Your instructions |
Copy the listing from the line containing "Identify player's knee." through the end, switching "coords" to "coordinates" and changing nothing else.

▬▬▬

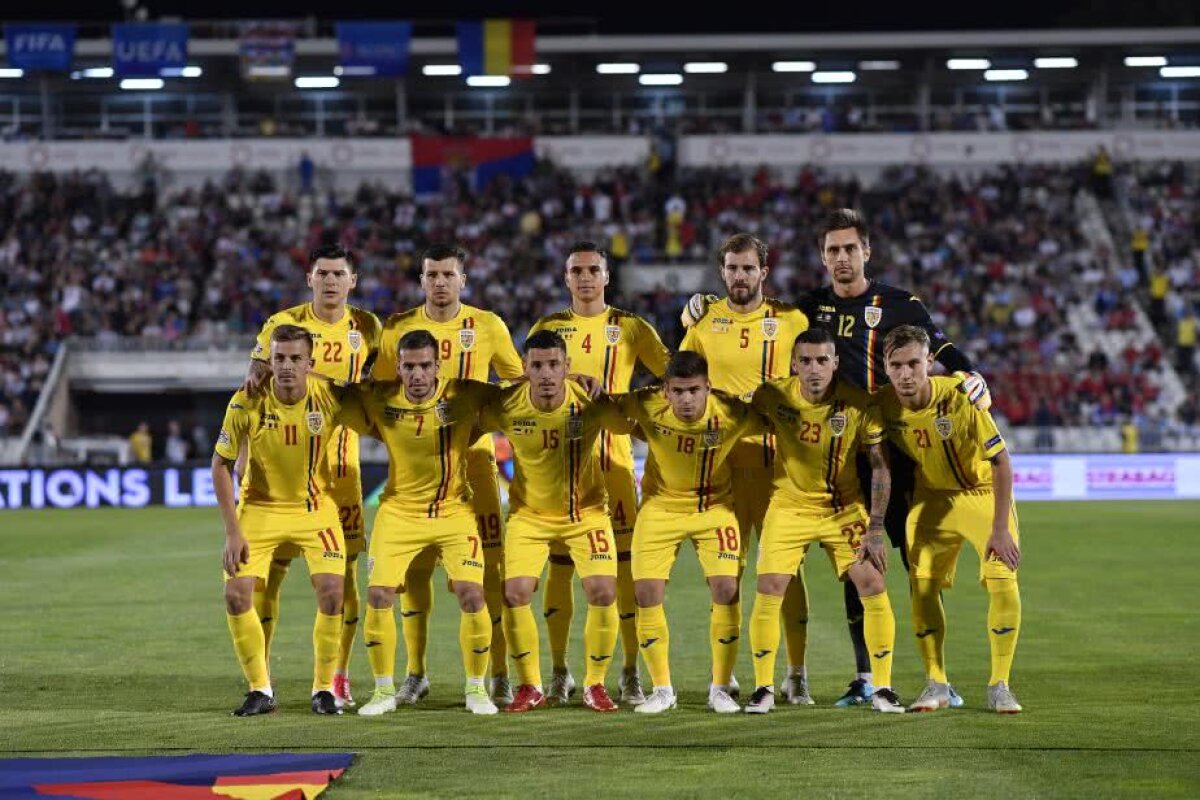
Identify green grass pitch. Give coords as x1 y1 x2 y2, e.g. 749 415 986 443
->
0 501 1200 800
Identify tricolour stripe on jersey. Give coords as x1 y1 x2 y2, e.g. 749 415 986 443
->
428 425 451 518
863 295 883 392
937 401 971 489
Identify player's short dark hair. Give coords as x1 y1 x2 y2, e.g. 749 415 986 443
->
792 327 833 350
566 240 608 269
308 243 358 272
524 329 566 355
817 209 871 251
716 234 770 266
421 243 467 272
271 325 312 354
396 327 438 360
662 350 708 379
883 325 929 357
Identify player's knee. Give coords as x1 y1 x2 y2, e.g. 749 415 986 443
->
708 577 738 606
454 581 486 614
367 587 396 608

▬▬▬

Final result |
Identify player's knee. Give coordinates as x1 y1 x2 y2, e.g. 749 415 986 443
->
708 577 738 606
454 581 486 614
367 587 396 608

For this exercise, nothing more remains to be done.